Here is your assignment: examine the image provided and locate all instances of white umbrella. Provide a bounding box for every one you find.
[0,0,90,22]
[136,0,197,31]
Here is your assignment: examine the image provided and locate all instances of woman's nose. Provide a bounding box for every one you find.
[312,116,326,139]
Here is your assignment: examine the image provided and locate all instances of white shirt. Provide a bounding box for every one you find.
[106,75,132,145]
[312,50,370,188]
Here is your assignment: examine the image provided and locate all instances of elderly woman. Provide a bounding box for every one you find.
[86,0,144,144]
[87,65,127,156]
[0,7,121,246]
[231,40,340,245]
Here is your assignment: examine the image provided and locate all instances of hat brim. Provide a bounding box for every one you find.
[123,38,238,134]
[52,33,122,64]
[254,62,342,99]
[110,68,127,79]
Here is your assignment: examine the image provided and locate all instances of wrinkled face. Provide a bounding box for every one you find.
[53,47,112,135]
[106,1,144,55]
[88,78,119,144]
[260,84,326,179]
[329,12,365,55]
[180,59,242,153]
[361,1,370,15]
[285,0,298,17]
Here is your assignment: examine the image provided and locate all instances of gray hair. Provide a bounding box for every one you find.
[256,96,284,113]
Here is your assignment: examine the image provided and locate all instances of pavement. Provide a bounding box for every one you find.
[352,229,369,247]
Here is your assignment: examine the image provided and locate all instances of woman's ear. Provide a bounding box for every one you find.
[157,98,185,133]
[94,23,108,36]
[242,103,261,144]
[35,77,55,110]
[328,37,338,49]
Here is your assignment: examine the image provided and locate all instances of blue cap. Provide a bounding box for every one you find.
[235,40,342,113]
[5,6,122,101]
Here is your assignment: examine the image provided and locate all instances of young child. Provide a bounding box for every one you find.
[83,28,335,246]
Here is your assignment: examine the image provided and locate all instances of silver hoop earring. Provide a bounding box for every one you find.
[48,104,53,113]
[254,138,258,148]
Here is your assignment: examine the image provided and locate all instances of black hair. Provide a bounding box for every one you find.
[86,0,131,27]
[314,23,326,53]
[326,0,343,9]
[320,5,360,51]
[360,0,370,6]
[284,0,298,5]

★ ★ ★ ★

→ What is asked
Turn the lines above into a numbered list, starting at the line that contains "instances of gray" and ending at the line that contains "[328,37,338,49]", with both of those lines included. Leave out any blank lines.

→ Task output
1. Here is your assignment: examine the image provided and locate all instances of gray hair. Provide a bounding box for every one you find.
2. [256,96,284,113]
3. Here is your assignment: examine the image provided and locate all instances of pavement. Provide a bounding box for every one you find.
4. [352,229,369,247]
5. Here is your assignment: examine the image provided and locate all instances of woman's ear. Provide a bounding box for every one you find.
6. [157,98,185,133]
7. [94,23,108,36]
8. [242,103,261,144]
9. [35,77,55,110]
10. [328,37,338,49]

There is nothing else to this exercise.